[INPUT FOR THIS TASK — start]

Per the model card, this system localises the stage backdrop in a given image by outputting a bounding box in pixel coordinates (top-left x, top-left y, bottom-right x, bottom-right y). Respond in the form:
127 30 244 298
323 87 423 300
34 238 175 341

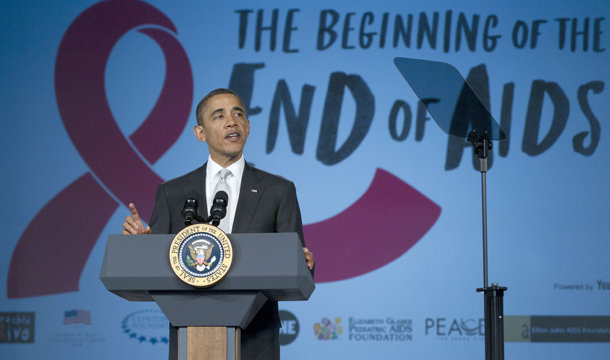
1 0 609 359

[INPUT FOR THIS TASK — finish]

-- TASK OBJECTIVE --
Word for word, return the records shown above without their pictures.

-- SOLUTION TO THE EXERCISE --
Per the model card, this system localises the stage backdrop in a given image by outputting a bounding box in pixel coordinates (top-left x, top-left y, bottom-right x, bottom-right y). Respond in the form:
127 30 244 298
323 87 423 300
34 238 175 341

1 0 609 359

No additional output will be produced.